Source →
[start]

United States
v.
Ratliff

UNITED STATES DISTRICT COURT FOR THE NORTHERN DISTRICT OF FLORIDA TALLAHASSEE DIVISIONDec 4, 2013
CASES NO. 4:08cr38-RH/GRJ (N.D. Fla. Dec. 4, 2013)

CASES NO. 4:08cr38-RH/GRJ 4:10cv574-RH/GRJ

12-04-2013

UNITED STATES OF AMERICA, v. KEVIN LAMAR RATLIFF, Defendant.


ORDER DENYING THE § 2255 MOTION

The defendant Kevin Lamar Ratliff has moved under 28 U.S.C. § 2255 for relief from his judgment of conviction. The motion is before the court on the magistrate judge's report and recommendation, ECF No. 139, and Mr. Ratliff's extensive objections, ECF No. 142. I have reviewed thoroughly and de novo the issues raised by the objections.

This order accepts the report and recommendation and denies the § 2255 motion. The order addresses only some of Mr. Ratliff's many contentions; the others are denied without further discussion.

The crux of the matter is this. Officers arranged a controlled buy of a substantial quantity of drugs from Benson Leon Devane, Jr. The buy was to take place at a fast-food restaurant. Mr. Devane drove to the scene. Mr. Ratliff was a passenger in the car.

Officers arrested Mr. Devane and also Mr. Ratliff. Found in the car and on Mr. Devane were roughly 80 grams of crack cocaine and 160 grams of powder cocaine. Mr. Ratliff was wearing a baseball cap that concealed 6.5 grams of crack in 10 separate baggies—apparently packaged for sale.

[end]

Data shown →
[start]

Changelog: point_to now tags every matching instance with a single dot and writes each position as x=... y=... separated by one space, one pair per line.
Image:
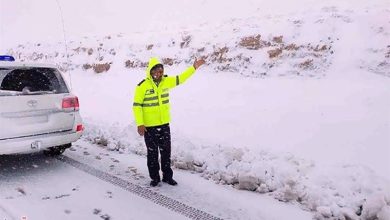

[end]

Stated goal →
Continue the court order on Kevin Lamar Ratliff's § 2255 motion, starting right after its last sentence. None of the data is needed.

Answer →
After a full and fair trial, the jury convicted Mr. Ratliff on two counts: conspiring to distribute—or possess with intent to distribute—powder or crack cocaine, and possessing powder or crack cocaine with the intent to distribute it. But in a win for the defense, the jury found that Mr. Ratliff's offenses did not involve 50 grams of crack or more; the jury found that the offenses involved crack only in the amount of 5 grams or more. The basis of the verdict was obvious: the jury held Mr. Ratliff responsible for only the 6.5 grams of crack found in his cap, not for the crack found on Mr. Devane or in the car.

The evidence was easily sufficient to sustain the convictions. Mr. Ratliff testified he was not wearing a cap at all; the officers just made it up. But the jury found the contrary, as the jury was entitled to do.

Mr. Ratliff was properly sentenced as a career offender. His prior convictions included aggravated assault with a deadly weapon and possessing cocaine with the intent to sell it. Although unnecessary to the result, Mr. Ratliff also had two convictions for felony fleeing and eluding.

So Mr. Ratliff's claims that he was innocent or improperly sentenced as a career offender are unfounded. His other claims also are unfounded. Mr. Ratliff chose to testify after being told by the court on the record that the decision whether to testify was his alone. Any motion to suppress under Miranda v. Arizona, 384 U.S. 436 (1966), would have failed. The prosecutor did not argue improperly. And none of this made any difference; the evidence of Mr. Ratliff's guilt was strong. Mr. Ratliff's § 2255 motion is unfounded.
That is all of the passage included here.